Search the entries for the word "painted". Copy every line that holds it.
◆ ◆ ◆ ◆ ◆
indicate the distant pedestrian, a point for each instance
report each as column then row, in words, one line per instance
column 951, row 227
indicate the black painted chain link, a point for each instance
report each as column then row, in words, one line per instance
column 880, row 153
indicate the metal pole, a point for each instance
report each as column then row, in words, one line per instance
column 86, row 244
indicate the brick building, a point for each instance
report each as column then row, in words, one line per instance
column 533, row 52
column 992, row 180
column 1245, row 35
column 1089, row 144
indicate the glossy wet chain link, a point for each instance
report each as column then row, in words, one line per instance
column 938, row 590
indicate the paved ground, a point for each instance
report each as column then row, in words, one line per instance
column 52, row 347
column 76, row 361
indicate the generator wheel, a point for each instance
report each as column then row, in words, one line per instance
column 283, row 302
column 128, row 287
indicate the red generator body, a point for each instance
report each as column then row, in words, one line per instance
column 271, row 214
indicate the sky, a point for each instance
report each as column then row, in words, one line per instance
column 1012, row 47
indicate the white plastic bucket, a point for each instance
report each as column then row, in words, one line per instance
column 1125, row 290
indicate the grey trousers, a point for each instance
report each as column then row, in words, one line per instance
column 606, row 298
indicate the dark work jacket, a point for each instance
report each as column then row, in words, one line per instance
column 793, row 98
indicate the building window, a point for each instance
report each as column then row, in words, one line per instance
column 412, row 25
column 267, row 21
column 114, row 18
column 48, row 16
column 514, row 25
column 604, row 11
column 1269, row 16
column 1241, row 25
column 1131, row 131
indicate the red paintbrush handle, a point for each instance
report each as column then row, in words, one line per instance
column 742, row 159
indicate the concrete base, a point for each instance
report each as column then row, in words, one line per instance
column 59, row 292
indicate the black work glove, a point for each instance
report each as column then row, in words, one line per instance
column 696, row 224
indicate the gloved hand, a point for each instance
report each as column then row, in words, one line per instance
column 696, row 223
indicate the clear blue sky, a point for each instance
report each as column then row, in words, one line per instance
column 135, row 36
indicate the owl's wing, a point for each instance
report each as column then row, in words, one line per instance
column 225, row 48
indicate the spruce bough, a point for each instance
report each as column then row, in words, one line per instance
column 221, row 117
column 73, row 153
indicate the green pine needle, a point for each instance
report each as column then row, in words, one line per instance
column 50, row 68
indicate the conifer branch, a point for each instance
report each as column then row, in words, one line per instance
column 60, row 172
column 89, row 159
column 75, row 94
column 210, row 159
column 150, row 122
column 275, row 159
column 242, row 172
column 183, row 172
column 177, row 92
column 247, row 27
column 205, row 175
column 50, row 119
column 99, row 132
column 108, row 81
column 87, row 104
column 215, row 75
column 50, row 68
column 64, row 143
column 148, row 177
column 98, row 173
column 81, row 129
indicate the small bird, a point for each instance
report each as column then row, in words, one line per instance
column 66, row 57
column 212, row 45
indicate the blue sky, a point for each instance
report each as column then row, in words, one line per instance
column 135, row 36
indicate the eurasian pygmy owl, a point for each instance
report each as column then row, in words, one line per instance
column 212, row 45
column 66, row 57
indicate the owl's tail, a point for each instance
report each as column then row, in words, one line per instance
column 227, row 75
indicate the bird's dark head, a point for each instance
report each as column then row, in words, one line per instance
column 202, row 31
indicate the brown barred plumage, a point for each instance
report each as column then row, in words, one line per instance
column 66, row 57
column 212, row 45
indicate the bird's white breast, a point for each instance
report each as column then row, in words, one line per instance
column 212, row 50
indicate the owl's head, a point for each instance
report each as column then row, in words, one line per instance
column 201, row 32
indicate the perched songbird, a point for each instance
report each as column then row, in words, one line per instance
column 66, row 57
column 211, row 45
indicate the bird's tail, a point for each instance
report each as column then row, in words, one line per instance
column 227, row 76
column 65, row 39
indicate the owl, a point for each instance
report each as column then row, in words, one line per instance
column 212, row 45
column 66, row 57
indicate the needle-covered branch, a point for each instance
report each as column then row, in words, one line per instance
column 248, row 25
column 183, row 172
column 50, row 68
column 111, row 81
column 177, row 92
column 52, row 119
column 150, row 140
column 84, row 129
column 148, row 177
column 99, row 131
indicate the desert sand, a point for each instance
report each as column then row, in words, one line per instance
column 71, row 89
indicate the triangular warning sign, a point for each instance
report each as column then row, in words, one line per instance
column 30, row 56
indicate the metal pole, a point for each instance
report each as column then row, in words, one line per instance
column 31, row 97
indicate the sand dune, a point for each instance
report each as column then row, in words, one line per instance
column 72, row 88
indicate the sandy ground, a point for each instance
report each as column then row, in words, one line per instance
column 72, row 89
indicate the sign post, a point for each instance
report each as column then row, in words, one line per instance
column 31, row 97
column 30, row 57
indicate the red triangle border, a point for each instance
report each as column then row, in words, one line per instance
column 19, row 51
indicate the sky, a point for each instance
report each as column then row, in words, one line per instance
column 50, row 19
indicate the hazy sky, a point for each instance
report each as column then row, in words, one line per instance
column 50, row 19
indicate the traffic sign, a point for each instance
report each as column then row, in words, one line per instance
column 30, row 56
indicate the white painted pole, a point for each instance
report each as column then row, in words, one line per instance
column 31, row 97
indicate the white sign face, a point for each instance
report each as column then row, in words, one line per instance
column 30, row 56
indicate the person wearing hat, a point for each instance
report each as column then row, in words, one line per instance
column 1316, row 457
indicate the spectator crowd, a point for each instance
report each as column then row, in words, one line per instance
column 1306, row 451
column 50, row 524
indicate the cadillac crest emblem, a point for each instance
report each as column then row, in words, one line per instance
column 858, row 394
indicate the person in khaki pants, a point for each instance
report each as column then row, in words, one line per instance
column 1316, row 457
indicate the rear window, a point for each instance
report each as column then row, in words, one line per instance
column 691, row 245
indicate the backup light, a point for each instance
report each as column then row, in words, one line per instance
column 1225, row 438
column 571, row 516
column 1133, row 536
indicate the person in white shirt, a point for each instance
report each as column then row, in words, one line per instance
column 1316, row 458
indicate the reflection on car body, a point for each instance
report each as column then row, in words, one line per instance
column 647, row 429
◆ ◆ ◆ ◆ ◆
-- Output --
indicate the black painted chain link, a point for each instance
indicate the white painted pole, a point for each instance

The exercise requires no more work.